= ENUNCIADO DE LA TAREA =
¿Puedes volver a escribir las líneas que van desde la que contiene "I'd really appreciate it if you could detect the cafe" hasta la que contiene "280, 525, 297, 544", ambas incluidas, reemplazando "yellow bollard" por "yellow post" y sin cambiar nada más?

= LISTA DE LÍNEAS =
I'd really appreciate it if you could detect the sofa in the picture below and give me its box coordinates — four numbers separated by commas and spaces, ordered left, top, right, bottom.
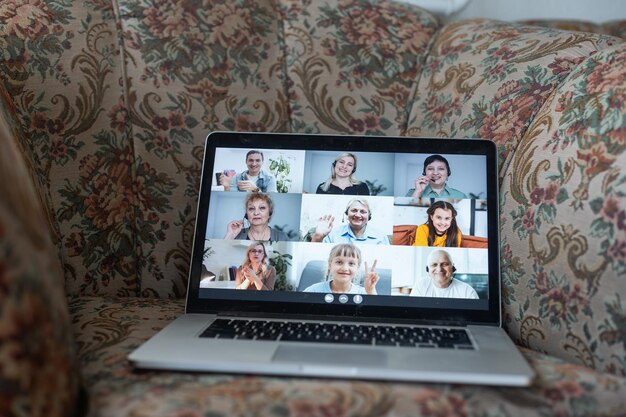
0, 0, 626, 417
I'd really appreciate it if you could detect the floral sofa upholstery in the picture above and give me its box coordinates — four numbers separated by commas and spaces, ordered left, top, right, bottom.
0, 0, 626, 417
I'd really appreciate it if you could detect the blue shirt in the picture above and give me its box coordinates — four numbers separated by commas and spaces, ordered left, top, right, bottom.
303, 281, 367, 294
322, 223, 389, 245
230, 170, 276, 193
406, 184, 467, 198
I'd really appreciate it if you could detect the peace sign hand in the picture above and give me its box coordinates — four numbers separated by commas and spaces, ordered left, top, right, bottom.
365, 259, 380, 295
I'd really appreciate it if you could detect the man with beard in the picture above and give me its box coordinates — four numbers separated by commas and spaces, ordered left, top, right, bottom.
311, 198, 389, 245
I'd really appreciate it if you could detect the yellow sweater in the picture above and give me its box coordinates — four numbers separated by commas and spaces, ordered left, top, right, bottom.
413, 224, 461, 247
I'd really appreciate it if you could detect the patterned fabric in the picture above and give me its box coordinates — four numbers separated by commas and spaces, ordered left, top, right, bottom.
0, 0, 626, 417
501, 45, 626, 375
522, 20, 626, 38
520, 19, 612, 35
0, 108, 81, 417
407, 20, 618, 173
70, 297, 626, 417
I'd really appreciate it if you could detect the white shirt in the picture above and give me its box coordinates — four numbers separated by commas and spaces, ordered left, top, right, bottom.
411, 277, 478, 298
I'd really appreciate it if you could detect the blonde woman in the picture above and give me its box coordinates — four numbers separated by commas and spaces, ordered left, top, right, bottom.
235, 242, 276, 291
315, 152, 370, 195
304, 243, 379, 295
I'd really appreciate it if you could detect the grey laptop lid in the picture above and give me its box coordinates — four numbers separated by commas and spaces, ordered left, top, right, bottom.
186, 132, 500, 326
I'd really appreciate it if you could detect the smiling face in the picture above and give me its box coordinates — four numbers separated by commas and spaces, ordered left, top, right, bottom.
328, 255, 359, 286
335, 156, 355, 178
347, 201, 370, 229
424, 161, 448, 189
246, 153, 263, 177
246, 198, 270, 226
248, 245, 265, 264
430, 208, 453, 235
428, 251, 453, 288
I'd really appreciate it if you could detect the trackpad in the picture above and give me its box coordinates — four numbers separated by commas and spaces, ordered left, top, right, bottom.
272, 345, 387, 367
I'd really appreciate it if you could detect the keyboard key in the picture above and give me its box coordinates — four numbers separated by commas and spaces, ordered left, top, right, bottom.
200, 319, 474, 349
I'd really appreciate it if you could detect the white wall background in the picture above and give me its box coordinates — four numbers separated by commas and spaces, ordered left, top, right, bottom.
446, 0, 626, 23
300, 194, 394, 240
212, 149, 304, 193
206, 191, 302, 239
304, 151, 394, 196
394, 153, 487, 198
393, 199, 488, 237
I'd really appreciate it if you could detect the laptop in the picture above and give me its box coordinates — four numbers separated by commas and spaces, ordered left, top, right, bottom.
129, 132, 534, 386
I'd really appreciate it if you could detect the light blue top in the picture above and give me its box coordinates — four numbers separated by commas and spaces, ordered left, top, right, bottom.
303, 280, 367, 294
230, 170, 276, 193
406, 184, 467, 198
322, 223, 389, 245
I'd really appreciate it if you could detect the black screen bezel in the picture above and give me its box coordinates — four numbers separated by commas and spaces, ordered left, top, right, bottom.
186, 132, 501, 326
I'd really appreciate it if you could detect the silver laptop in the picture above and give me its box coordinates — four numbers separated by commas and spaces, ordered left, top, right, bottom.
129, 132, 533, 386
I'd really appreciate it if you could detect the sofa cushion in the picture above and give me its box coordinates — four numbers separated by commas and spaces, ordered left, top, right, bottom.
406, 20, 622, 176
0, 101, 84, 417
70, 297, 626, 417
278, 0, 440, 135
501, 44, 626, 375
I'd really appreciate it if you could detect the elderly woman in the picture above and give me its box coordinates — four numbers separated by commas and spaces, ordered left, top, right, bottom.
235, 242, 276, 291
224, 192, 290, 242
304, 243, 379, 295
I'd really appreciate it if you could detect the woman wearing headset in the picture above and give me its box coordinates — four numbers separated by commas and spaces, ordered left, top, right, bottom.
315, 152, 370, 195
413, 201, 462, 247
235, 242, 276, 291
224, 192, 290, 242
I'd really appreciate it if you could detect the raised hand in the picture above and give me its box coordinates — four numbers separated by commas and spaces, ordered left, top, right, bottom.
243, 267, 263, 290
412, 175, 430, 198
365, 259, 380, 295
220, 170, 237, 191
311, 214, 335, 242
224, 220, 243, 240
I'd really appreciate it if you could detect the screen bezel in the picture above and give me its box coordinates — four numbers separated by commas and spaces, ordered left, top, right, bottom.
186, 132, 501, 326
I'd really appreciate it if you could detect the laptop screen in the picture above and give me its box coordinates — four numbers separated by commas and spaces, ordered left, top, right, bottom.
188, 132, 499, 323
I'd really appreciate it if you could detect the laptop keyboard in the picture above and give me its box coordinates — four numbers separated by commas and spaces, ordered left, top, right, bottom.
200, 319, 474, 349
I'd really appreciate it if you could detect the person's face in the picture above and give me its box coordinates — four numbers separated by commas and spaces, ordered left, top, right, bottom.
335, 156, 354, 178
246, 153, 263, 177
348, 202, 370, 229
425, 161, 448, 187
428, 252, 452, 288
248, 245, 265, 263
328, 256, 359, 284
246, 199, 270, 226
430, 208, 452, 235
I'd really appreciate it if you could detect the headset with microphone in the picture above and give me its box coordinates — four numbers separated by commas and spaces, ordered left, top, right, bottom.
426, 265, 456, 273
243, 200, 274, 227
422, 155, 452, 177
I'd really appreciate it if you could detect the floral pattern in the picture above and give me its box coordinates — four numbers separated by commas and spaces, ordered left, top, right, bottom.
406, 20, 618, 172
280, 0, 439, 135
0, 109, 82, 417
502, 46, 626, 375
0, 0, 626, 417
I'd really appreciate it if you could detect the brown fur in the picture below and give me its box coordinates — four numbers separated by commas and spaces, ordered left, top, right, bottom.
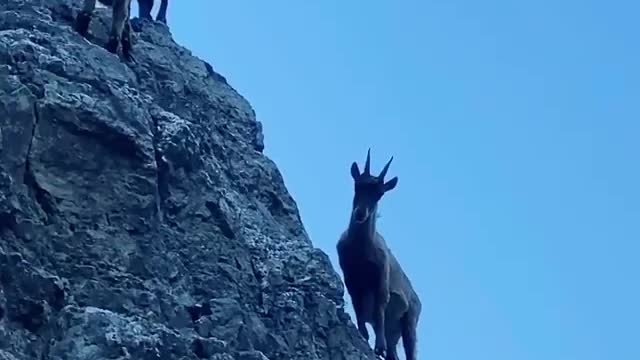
337, 152, 422, 360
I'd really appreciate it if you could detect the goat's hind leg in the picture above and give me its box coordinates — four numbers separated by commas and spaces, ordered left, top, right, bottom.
105, 0, 131, 54
385, 319, 402, 360
74, 0, 96, 36
156, 0, 169, 24
121, 19, 134, 61
401, 312, 418, 360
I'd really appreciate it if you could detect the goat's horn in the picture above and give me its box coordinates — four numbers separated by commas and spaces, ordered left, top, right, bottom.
363, 149, 371, 175
378, 156, 393, 179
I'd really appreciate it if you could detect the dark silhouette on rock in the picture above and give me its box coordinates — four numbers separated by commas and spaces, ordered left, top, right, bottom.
138, 0, 169, 24
0, 0, 375, 360
75, 0, 132, 60
337, 151, 422, 360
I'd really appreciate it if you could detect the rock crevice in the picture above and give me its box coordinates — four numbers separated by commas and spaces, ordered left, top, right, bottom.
0, 0, 374, 360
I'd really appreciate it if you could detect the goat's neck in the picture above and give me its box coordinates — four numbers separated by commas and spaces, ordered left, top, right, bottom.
348, 211, 377, 244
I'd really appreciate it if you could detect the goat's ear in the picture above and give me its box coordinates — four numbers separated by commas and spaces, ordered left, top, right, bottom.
351, 161, 360, 180
384, 176, 398, 192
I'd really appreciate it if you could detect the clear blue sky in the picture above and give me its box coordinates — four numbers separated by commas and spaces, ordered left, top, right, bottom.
134, 0, 640, 360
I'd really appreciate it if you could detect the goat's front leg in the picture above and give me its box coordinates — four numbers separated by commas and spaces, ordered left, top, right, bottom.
373, 262, 390, 356
74, 0, 96, 36
156, 0, 169, 24
351, 294, 369, 341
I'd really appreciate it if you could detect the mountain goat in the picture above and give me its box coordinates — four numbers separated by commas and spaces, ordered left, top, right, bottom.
75, 0, 169, 60
336, 150, 422, 360
75, 0, 132, 60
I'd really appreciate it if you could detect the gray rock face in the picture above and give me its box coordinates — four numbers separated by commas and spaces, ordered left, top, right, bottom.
0, 0, 375, 360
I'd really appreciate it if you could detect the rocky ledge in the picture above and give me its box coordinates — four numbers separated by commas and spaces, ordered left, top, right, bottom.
0, 0, 375, 360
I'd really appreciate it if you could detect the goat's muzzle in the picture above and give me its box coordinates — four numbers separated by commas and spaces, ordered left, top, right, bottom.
353, 207, 369, 224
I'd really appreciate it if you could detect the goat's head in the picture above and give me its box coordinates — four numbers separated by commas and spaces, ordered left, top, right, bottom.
351, 149, 398, 224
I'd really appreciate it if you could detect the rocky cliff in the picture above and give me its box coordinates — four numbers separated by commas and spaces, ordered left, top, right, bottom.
0, 0, 375, 360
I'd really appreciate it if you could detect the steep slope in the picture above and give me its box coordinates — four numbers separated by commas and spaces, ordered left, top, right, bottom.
0, 0, 374, 360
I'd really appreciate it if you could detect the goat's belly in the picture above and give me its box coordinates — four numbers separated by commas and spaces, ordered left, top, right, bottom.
385, 291, 408, 320
362, 294, 375, 324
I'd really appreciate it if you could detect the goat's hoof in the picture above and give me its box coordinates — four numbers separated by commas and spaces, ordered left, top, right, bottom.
122, 41, 133, 61
105, 37, 120, 54
358, 326, 369, 341
75, 11, 91, 36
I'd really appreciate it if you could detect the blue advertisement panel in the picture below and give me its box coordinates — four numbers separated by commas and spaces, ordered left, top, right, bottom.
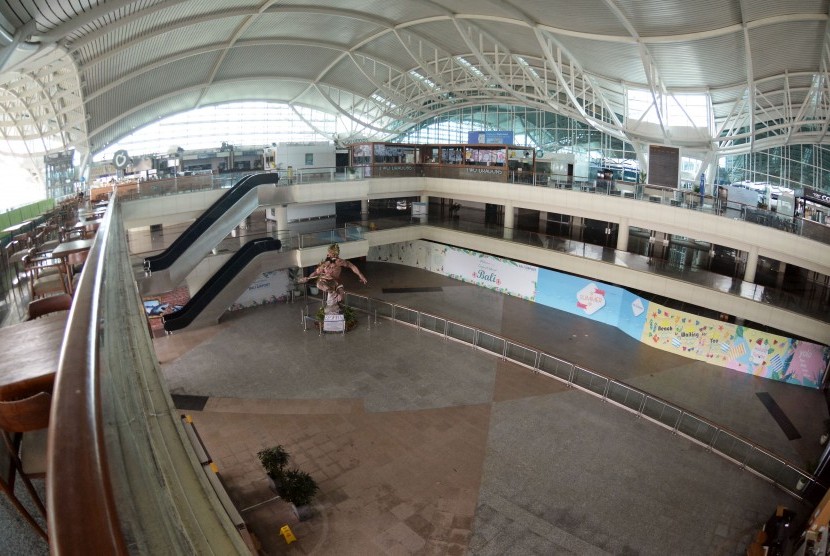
536, 268, 624, 330
467, 131, 513, 145
617, 290, 649, 340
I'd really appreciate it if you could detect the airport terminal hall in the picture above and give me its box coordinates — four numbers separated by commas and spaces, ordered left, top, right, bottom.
0, 0, 830, 556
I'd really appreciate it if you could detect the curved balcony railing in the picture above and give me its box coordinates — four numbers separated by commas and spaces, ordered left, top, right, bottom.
47, 202, 252, 555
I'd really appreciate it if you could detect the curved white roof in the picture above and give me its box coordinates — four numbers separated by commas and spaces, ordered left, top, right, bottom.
0, 0, 830, 160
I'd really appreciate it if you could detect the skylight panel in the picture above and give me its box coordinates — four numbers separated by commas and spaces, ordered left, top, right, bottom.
455, 56, 484, 79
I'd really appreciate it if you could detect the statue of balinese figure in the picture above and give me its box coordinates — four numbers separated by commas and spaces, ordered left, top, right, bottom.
297, 243, 368, 312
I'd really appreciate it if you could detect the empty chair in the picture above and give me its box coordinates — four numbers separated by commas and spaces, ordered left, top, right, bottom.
29, 293, 72, 320
23, 255, 70, 299
0, 392, 52, 540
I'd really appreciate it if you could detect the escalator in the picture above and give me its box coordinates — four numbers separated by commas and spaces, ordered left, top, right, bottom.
144, 174, 279, 272
139, 173, 279, 295
164, 238, 294, 332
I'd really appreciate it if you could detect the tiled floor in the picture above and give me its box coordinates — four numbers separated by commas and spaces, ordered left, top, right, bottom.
155, 263, 827, 555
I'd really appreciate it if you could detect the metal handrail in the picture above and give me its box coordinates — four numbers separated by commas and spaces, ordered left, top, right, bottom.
47, 201, 127, 554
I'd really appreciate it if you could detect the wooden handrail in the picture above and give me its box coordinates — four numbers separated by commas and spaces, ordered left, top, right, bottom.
47, 200, 127, 555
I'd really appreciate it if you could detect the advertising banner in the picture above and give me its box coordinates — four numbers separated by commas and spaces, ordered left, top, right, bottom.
229, 269, 290, 311
535, 268, 625, 326
444, 247, 538, 300
467, 131, 513, 145
368, 240, 830, 388
642, 303, 830, 388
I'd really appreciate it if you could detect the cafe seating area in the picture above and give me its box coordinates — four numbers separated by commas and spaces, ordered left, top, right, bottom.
0, 197, 101, 326
0, 199, 108, 542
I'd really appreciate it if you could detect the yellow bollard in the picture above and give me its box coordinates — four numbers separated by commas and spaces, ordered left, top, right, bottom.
280, 525, 297, 544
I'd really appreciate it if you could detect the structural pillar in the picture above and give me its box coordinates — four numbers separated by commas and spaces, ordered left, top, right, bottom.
504, 203, 516, 239
744, 246, 758, 283
775, 261, 787, 288
617, 218, 628, 251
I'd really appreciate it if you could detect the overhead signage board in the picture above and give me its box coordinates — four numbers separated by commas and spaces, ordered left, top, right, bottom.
467, 131, 513, 145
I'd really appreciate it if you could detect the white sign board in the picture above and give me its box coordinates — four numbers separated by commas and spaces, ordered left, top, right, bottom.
323, 315, 346, 332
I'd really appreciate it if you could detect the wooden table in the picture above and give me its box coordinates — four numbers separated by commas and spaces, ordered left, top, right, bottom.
52, 238, 95, 293
0, 311, 69, 400
3, 220, 32, 234
52, 238, 95, 259
72, 218, 104, 232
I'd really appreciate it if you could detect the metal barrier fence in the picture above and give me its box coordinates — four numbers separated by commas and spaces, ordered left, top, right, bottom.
346, 293, 827, 503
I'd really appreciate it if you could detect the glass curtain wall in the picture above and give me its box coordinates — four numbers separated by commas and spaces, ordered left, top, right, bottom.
95, 102, 830, 195
718, 145, 830, 191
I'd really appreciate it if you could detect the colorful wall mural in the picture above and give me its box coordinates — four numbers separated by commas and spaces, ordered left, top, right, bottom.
367, 240, 830, 388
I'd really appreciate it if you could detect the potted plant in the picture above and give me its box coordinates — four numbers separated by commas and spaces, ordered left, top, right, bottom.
257, 444, 290, 494
280, 469, 319, 521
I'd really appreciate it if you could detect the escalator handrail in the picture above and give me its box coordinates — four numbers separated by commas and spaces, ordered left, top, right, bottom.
162, 237, 282, 332
144, 173, 279, 272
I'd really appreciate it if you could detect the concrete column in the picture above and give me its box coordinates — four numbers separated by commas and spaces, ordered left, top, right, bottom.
775, 261, 787, 288
274, 205, 288, 230
744, 246, 758, 283
504, 203, 516, 239
617, 218, 628, 251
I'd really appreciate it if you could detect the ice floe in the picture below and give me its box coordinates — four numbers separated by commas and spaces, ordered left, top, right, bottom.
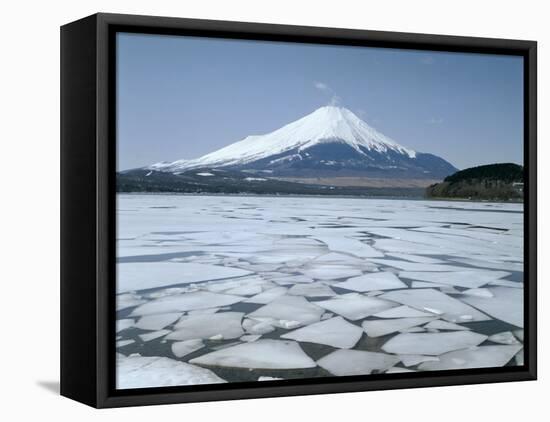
382, 331, 487, 355
317, 349, 399, 376
424, 319, 469, 331
131, 291, 244, 316
242, 318, 275, 334
335, 271, 407, 292
398, 355, 439, 366
244, 287, 288, 305
116, 262, 251, 293
139, 330, 170, 342
373, 305, 435, 318
281, 316, 363, 349
190, 339, 316, 369
399, 270, 510, 288
362, 317, 435, 337
247, 296, 324, 328
489, 331, 519, 344
315, 235, 384, 258
379, 289, 491, 322
315, 293, 397, 321
116, 356, 225, 389
116, 318, 135, 333
170, 339, 204, 358
116, 339, 136, 348
419, 345, 523, 371
288, 281, 336, 297
135, 312, 182, 330
116, 293, 145, 311
462, 287, 523, 328
166, 312, 244, 341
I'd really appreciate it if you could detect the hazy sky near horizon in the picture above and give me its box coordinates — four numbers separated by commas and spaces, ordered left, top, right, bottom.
117, 33, 523, 170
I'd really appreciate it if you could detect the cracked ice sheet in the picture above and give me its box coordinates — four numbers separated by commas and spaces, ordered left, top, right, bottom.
300, 264, 362, 280
317, 349, 399, 376
362, 317, 436, 337
171, 339, 204, 358
247, 296, 324, 328
166, 312, 244, 341
334, 271, 407, 292
382, 331, 488, 355
288, 281, 336, 297
314, 293, 397, 321
379, 289, 491, 322
373, 305, 435, 318
135, 312, 182, 331
315, 235, 384, 258
190, 339, 317, 369
424, 319, 469, 331
419, 345, 523, 371
131, 292, 244, 316
399, 270, 510, 289
116, 356, 225, 389
462, 287, 523, 328
281, 316, 363, 349
116, 262, 254, 293
243, 287, 288, 305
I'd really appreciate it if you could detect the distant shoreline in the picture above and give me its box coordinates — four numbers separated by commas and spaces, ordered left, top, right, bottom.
116, 192, 523, 204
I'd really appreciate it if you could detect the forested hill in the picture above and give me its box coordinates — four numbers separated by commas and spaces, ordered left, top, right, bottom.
426, 163, 523, 201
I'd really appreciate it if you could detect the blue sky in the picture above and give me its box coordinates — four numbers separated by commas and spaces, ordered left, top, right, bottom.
117, 34, 523, 170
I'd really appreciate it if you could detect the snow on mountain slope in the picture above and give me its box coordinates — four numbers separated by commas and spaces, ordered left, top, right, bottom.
148, 106, 456, 179
151, 106, 416, 171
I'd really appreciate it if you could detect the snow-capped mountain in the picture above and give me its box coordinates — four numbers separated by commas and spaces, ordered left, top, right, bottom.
148, 106, 457, 179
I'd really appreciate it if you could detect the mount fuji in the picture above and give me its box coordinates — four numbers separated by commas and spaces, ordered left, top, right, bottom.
149, 106, 457, 180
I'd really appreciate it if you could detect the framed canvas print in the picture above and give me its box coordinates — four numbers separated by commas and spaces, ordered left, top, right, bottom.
61, 14, 536, 407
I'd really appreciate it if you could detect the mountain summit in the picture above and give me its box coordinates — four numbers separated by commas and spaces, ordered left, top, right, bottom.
148, 106, 457, 179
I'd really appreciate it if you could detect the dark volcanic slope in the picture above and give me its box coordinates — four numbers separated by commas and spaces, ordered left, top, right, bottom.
116, 169, 424, 197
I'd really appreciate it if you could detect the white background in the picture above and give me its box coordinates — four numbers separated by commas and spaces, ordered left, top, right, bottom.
0, 0, 550, 422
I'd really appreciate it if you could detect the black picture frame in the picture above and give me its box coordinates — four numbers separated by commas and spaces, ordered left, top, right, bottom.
61, 13, 537, 408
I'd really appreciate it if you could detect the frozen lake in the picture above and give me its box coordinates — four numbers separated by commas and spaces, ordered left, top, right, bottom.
117, 195, 523, 388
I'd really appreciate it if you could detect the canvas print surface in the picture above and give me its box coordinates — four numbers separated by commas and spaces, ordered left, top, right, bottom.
113, 33, 524, 389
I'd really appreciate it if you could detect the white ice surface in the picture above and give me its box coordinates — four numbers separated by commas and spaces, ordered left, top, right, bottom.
335, 271, 407, 292
362, 317, 435, 337
424, 319, 469, 331
116, 356, 225, 389
116, 262, 254, 293
171, 339, 204, 358
281, 316, 363, 349
288, 282, 336, 297
398, 355, 439, 366
382, 331, 487, 355
315, 293, 397, 321
247, 296, 324, 328
243, 287, 288, 305
419, 345, 523, 371
317, 349, 399, 376
373, 305, 435, 318
190, 340, 316, 369
166, 312, 244, 341
132, 292, 244, 316
135, 312, 182, 330
489, 331, 519, 344
462, 287, 523, 328
116, 318, 135, 333
380, 289, 491, 322
139, 330, 170, 342
399, 269, 510, 289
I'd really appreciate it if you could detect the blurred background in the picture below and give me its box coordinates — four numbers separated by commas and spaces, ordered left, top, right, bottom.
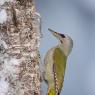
35, 0, 95, 95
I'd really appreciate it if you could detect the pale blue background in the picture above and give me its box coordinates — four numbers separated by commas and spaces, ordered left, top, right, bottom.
35, 0, 95, 95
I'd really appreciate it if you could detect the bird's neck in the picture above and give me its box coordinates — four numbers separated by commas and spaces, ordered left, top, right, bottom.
58, 44, 70, 56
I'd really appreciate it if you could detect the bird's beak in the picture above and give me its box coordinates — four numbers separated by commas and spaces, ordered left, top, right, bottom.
48, 28, 60, 38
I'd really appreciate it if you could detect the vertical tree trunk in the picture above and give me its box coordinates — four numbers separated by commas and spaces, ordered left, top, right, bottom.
0, 0, 41, 95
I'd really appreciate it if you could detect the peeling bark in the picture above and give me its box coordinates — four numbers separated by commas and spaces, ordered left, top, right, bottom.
0, 0, 41, 95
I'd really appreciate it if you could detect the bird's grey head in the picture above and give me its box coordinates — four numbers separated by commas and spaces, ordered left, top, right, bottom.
48, 29, 73, 56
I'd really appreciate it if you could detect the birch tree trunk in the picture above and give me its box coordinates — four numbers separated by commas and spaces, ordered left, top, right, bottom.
0, 0, 41, 95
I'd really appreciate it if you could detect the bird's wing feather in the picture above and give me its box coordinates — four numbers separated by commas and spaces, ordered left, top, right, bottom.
53, 48, 67, 93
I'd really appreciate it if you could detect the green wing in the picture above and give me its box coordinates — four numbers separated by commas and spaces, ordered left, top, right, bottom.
53, 48, 67, 93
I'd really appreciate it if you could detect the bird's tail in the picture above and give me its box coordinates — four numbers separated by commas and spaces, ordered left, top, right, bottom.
47, 88, 59, 95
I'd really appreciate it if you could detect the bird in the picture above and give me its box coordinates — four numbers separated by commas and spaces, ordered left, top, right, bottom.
44, 28, 73, 95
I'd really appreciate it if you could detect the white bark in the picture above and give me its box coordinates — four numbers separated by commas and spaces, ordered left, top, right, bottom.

= RESPUESTA DEL EJERCICIO =
I'd really appreciate it if you could detect the cafe seating area in the picture above and give me its box coordinates — four numbers separated by commas and spaces, ordered left, top, right, bottom.
0, 197, 101, 326
0, 199, 108, 542
I'd really appreciate it if you could detect the yellow post in the picture above and give me its box coordinates — four numbers separated by commas and spaces, ordered left, top, right, bottom.
280, 525, 297, 544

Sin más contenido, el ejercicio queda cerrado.